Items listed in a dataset
########
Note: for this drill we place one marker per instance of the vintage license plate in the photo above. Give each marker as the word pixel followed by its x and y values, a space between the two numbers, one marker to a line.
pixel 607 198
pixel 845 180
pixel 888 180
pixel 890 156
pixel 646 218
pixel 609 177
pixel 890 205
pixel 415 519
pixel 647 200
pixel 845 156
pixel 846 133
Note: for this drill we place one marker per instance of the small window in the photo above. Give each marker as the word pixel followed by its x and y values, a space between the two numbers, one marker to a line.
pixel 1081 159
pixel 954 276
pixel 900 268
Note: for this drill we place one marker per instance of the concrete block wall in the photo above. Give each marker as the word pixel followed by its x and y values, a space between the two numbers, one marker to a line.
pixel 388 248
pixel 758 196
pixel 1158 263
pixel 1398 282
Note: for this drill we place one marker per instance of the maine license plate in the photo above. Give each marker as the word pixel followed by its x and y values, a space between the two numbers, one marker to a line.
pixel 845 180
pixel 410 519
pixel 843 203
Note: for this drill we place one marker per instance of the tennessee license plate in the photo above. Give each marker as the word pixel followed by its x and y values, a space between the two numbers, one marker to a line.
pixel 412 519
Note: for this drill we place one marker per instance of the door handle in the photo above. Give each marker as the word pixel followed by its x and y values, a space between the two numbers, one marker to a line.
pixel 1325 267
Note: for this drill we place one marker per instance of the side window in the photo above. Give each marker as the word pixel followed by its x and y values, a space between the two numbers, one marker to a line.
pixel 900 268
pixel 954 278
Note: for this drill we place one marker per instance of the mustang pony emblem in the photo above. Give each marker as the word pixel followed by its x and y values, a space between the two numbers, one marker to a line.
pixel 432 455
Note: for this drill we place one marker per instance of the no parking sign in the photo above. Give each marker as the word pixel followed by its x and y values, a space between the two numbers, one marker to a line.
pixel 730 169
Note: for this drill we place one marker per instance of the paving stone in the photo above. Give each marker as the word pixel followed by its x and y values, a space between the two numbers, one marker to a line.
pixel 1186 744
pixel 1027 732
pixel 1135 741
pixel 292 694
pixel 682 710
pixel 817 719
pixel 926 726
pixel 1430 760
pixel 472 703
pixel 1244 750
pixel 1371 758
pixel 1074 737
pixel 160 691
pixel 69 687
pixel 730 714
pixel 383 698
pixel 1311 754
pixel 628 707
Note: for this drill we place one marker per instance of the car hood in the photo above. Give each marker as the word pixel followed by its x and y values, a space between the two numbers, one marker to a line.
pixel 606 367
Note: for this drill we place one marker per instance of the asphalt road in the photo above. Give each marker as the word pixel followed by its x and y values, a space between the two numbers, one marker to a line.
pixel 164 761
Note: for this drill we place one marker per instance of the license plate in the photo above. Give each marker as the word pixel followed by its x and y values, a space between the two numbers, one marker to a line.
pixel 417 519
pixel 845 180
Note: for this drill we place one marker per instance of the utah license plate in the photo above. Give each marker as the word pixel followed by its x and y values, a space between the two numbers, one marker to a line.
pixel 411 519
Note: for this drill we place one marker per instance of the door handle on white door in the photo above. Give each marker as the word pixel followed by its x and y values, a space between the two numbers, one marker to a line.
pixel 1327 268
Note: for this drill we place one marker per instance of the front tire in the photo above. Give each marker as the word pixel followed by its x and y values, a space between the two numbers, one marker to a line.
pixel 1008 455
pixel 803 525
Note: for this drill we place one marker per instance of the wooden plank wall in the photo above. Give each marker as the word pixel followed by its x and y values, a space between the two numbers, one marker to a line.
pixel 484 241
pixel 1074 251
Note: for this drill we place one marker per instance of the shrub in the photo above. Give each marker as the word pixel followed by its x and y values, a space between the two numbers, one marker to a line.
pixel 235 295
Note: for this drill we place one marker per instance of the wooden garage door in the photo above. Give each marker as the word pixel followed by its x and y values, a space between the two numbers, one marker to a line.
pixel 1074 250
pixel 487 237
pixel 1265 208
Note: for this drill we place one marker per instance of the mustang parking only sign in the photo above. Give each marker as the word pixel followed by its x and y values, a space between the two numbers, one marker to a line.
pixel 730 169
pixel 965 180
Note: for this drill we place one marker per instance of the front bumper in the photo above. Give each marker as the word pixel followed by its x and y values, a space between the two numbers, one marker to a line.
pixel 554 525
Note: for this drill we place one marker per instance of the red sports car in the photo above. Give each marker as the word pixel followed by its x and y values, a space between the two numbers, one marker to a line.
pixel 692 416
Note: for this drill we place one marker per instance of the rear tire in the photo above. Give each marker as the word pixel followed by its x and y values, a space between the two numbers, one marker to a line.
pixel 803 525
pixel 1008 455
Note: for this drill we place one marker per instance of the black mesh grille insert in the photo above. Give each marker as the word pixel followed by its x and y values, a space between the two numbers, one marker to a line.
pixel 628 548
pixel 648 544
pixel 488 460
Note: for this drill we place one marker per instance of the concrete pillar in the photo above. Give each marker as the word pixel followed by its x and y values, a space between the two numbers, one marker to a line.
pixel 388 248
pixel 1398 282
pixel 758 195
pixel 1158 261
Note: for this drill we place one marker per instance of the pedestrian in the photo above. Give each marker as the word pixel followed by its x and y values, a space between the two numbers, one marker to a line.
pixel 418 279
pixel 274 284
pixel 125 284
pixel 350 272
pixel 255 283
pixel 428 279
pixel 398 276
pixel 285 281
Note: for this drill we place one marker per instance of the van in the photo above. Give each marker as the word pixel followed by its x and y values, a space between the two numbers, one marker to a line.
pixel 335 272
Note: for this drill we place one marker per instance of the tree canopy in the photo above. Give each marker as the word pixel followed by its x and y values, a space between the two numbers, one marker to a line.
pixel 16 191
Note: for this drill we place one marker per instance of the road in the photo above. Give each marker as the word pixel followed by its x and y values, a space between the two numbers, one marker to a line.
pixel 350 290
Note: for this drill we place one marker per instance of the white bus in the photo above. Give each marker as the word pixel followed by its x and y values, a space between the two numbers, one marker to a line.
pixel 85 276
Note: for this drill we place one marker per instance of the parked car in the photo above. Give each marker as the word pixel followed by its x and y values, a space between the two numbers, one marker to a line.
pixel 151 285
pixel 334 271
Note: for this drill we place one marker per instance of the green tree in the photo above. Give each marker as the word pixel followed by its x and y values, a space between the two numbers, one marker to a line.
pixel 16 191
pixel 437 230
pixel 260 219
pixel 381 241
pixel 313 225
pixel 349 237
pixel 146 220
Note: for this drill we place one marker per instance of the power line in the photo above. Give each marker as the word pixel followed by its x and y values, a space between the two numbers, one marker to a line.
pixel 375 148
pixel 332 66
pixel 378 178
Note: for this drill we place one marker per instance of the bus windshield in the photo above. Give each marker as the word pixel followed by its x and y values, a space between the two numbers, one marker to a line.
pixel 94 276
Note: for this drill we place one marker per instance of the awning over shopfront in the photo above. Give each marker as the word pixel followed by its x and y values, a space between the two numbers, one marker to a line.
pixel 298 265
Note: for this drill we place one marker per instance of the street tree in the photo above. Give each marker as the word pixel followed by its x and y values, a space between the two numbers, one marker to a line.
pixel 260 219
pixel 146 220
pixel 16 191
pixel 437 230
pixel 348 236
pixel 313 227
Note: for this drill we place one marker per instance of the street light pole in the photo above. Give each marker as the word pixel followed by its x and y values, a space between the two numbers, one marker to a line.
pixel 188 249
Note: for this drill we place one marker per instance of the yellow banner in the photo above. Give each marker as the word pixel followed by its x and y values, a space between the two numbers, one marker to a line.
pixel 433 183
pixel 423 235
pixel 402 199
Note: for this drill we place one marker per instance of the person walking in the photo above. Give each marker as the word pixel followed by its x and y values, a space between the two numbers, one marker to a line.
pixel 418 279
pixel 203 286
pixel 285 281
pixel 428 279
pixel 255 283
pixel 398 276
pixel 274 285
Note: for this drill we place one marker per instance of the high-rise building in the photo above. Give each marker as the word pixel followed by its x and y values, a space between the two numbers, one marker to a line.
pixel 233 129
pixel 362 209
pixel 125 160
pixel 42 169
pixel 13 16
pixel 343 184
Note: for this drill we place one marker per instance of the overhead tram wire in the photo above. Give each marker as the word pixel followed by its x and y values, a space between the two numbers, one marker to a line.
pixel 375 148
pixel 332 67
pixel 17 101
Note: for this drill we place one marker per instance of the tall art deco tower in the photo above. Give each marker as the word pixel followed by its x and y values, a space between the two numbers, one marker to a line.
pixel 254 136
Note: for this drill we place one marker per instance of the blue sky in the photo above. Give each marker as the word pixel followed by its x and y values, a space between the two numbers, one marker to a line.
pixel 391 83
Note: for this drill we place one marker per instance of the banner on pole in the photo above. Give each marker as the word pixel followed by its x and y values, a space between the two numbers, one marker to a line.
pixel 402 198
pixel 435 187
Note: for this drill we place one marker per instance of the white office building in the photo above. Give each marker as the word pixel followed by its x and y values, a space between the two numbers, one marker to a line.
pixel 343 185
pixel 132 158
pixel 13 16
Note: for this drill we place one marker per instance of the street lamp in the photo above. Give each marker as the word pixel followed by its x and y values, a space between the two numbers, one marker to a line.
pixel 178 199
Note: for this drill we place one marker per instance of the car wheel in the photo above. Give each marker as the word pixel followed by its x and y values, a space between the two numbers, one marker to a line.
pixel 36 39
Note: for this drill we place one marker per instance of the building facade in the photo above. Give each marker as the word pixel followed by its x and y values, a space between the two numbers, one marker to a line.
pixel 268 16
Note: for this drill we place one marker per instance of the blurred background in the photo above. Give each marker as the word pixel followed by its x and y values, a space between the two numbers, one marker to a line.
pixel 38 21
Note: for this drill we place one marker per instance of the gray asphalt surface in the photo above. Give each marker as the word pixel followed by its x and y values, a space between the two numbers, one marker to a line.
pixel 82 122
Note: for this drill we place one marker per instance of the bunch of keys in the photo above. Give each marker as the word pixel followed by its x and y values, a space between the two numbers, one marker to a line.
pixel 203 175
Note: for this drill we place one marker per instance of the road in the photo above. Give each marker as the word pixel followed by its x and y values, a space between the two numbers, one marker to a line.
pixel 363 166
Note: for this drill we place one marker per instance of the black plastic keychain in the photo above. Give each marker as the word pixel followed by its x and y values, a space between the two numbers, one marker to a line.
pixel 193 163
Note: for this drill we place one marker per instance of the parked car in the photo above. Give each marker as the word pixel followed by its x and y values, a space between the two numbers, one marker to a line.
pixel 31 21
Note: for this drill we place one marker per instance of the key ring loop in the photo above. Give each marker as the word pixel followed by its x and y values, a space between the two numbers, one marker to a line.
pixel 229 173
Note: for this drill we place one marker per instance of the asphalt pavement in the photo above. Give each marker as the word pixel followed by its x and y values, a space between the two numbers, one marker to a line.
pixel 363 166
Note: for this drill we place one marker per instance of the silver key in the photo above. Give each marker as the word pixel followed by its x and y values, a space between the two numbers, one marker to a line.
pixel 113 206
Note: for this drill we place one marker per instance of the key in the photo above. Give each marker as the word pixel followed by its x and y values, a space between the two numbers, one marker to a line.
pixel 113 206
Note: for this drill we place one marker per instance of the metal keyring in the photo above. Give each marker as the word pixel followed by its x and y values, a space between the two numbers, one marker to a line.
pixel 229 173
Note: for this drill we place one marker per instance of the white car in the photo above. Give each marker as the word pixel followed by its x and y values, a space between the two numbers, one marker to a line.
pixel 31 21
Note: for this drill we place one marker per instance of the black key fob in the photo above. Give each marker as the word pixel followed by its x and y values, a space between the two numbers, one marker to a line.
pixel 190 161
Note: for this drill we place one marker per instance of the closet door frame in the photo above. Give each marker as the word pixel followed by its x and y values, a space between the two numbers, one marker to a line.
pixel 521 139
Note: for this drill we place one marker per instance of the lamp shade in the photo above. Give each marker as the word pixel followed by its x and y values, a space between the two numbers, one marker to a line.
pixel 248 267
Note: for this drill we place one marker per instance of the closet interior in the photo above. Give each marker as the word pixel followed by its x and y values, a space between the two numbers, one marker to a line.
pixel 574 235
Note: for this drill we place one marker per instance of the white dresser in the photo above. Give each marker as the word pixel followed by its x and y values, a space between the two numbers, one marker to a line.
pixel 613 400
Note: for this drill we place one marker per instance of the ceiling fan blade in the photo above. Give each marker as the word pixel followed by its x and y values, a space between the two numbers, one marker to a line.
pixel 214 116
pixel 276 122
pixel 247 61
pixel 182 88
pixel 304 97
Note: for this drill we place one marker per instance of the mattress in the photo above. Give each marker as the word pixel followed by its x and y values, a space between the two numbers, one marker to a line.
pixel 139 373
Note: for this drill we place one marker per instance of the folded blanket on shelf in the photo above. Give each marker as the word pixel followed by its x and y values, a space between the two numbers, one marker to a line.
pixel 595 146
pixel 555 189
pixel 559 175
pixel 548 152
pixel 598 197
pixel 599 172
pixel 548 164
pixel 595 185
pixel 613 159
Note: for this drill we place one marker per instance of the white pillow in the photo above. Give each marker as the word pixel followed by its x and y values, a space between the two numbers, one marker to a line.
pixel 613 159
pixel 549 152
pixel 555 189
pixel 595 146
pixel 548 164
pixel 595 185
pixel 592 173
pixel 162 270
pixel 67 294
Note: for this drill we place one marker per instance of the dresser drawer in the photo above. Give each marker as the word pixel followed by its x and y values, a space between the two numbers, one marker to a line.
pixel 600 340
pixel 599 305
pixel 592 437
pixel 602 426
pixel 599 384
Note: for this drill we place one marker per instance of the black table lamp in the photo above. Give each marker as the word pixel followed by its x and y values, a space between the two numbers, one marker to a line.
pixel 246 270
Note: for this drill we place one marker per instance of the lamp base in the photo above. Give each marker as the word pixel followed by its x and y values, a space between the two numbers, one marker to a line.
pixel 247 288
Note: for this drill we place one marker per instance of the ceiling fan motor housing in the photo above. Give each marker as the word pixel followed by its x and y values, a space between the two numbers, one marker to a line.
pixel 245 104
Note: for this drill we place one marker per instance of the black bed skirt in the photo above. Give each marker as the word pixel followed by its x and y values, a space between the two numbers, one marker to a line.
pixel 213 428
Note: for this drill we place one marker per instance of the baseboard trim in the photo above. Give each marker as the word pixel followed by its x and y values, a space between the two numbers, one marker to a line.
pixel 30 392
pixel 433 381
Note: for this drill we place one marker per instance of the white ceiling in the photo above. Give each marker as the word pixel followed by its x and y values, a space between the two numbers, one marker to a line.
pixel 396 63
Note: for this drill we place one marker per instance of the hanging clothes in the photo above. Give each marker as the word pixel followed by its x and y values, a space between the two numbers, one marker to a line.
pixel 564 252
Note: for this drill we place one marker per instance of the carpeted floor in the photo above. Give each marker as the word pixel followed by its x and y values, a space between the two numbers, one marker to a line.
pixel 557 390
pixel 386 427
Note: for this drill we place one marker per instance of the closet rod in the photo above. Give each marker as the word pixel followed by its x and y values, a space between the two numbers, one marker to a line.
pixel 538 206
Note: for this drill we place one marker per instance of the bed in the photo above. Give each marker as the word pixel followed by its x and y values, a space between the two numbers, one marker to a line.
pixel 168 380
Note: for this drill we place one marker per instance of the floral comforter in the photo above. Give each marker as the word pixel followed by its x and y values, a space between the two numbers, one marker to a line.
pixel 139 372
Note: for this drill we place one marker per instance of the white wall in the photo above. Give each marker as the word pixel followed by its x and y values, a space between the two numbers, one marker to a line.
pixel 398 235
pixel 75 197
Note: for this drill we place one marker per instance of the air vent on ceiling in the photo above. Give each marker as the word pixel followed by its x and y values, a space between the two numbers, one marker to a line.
########
The problem
The answer consists only of the lines from the one containing "of the floral" to the end of the records, each written out exactly.

Result of the exercise
Note: for this drill we place one marker per instance of the floral comforter in the photo above. Give each marker as the word pixel followed by its x and y values, a space between the two numbers, one marker to a line.
pixel 139 372
Note: for this drill we place one marker per instance of the white wall in the photo above. Give each marker as the word pixel followed by its x and y values, a space between the two numbers, one marker to a line.
pixel 398 235
pixel 75 197
Note: for this drill we place one marker per instance of the air vent on ceiling in the photo above. Give each marker as the word pixel followed by its x and y values, a space between the two numbers, one marker to a line.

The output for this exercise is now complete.